** START OF Reading text **
There are certain sorts of people whom we once thought we should give respect and space to. Gold Star mothers. Gold Star fathers. The victims of unthinkable tragedies, in the few days after those tragedies. But that was when they had the grace to be silent and let us determine, for ourselves, the moral of what they had lived through. That was when they did not demand that we take responsibility.

Now, if you don’t want to hear from any more high schoolers traumatized by gun violence, then you either decide to try to create a world where high schoolers are not traumatized by gun violence, or decide to create a world where you do not have to listen to the high schoolers. It looks like we’re picking the latter!

We are not monsters. This burning shame that keeps us awake is their fault. If they were not there pointing the finger at us — We are being personally victimized! We are the real victims here! They have the audacity to point fingers at people for doing nothing! We haven’t done anything!

We are not trying to create a nightmare Catch-22 where people who were recently the victims of gun violence are too traumatized to be taken seriously on the subject of gun violence. That would be the act of monsters, which we, as specified, are not.
** END OF Reading text **
** START OF Dataset content **
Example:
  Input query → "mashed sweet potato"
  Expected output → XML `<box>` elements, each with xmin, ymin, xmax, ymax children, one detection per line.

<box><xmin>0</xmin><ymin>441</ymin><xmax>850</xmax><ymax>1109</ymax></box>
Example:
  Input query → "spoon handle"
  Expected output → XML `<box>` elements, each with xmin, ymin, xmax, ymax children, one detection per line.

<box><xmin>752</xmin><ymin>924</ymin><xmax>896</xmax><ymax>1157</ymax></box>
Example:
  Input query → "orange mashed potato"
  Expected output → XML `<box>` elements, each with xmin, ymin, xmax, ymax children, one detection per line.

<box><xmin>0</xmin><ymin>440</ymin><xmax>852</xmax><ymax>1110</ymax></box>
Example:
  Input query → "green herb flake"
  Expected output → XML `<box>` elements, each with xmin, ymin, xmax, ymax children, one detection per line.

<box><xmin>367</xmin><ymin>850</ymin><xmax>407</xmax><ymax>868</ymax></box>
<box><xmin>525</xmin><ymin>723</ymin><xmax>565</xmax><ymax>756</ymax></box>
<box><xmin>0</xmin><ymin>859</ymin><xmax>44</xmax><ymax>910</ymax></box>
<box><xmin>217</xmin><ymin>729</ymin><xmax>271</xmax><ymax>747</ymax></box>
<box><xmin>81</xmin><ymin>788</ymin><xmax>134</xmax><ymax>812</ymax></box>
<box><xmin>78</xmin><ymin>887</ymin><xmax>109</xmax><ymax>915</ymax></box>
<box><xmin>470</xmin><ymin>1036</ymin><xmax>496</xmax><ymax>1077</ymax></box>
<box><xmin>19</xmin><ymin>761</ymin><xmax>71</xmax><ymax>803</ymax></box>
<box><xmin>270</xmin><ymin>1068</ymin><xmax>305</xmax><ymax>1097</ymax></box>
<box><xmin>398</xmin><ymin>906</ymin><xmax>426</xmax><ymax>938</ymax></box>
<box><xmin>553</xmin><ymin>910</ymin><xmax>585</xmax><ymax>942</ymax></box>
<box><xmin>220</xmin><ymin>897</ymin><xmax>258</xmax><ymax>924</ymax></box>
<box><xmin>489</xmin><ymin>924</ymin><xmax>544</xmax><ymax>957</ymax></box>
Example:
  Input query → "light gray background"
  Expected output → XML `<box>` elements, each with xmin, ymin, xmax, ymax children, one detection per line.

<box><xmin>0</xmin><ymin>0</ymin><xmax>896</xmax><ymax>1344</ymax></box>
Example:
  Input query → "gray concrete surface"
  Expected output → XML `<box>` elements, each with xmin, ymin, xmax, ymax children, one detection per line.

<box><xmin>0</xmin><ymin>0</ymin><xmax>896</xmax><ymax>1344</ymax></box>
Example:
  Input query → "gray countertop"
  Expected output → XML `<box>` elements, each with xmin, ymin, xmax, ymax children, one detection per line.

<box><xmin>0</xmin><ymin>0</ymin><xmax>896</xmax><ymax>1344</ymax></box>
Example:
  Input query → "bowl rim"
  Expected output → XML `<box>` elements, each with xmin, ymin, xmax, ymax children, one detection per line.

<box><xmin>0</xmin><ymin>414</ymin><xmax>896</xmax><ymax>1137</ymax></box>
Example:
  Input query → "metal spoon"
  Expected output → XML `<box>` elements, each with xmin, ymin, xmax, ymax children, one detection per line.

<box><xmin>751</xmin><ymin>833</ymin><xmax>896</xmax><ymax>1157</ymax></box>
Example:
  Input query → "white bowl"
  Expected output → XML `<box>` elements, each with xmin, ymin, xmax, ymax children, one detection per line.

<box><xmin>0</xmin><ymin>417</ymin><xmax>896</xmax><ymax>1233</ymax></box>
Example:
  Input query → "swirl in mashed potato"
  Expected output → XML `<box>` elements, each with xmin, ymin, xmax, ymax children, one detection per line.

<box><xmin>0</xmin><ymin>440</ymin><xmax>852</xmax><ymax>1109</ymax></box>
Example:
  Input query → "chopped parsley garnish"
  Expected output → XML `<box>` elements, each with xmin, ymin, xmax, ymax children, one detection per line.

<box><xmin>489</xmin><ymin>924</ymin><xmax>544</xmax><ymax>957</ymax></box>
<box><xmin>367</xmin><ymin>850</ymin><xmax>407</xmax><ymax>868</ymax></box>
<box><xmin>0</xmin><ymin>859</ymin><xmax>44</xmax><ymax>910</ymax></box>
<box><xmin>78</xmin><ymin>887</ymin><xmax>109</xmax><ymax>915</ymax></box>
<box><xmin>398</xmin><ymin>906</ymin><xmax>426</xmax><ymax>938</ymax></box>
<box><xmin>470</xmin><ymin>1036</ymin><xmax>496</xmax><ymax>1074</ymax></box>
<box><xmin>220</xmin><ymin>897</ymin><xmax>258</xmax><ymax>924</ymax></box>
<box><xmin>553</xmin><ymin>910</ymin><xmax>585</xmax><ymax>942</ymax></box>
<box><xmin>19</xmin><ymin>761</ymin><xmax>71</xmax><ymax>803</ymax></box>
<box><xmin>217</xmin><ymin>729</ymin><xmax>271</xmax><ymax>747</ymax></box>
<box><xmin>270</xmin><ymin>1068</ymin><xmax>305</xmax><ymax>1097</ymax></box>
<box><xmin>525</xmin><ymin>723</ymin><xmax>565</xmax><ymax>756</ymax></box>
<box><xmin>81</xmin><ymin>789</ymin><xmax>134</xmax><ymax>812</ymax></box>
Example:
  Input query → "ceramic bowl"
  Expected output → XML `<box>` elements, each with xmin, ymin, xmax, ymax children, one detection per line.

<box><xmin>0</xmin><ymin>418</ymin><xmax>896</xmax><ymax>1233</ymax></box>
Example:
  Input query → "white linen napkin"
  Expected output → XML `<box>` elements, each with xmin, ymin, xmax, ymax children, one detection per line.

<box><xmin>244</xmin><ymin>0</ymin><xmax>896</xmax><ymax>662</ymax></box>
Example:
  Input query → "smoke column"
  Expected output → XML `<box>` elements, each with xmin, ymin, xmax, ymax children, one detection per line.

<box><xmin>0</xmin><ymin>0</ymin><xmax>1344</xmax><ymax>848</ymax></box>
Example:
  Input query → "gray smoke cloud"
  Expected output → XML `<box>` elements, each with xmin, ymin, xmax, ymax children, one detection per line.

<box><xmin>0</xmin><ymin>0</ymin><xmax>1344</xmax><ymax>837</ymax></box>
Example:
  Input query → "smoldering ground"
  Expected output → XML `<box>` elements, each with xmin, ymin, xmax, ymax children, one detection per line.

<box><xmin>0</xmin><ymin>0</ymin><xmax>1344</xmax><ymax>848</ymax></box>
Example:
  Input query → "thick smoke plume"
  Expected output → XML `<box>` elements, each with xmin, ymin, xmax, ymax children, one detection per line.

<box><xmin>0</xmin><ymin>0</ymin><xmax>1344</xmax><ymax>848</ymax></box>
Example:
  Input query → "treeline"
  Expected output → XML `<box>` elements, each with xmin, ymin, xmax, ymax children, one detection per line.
** END OF Dataset content **
→ Task requirements:
(1) Report how many lines of the listing contain the word "gray". Give only the number.
(2) Extend the passage about gun violence survivors past its final sentence.
The passage about gun violence survivors has no connection to the listing.

→ Expected answers:
(1) 4

(2)
I am very concerned about the children. I am concerned that the act of telling the story of the thing they have lived through will be too unpleasant for them. Not for me, never for me! I understand that these things sometimes happen. What is obscene is not that they happen at all, but that they are being forced down my throat like this. If someone who had been burned in a fire came on television, I would be upset that we saw the protuberance of bone and melted skin.

The shame is that we are being forced to see it. Not that it happened. Not that they are begging us for it to stop.

Somehow I maintain all these things at once. The children are being coached, and paid, and also they are too traumatized to be allowed to talk. They should be ashamed, the people who have given them a podium should be ashamed too. I should not be ashamed. I have nothing to be ashamed of. Get them away from me. I don’t want to look at them anymore.

I am concerned about the children.

I am concerned that someone may listen to them.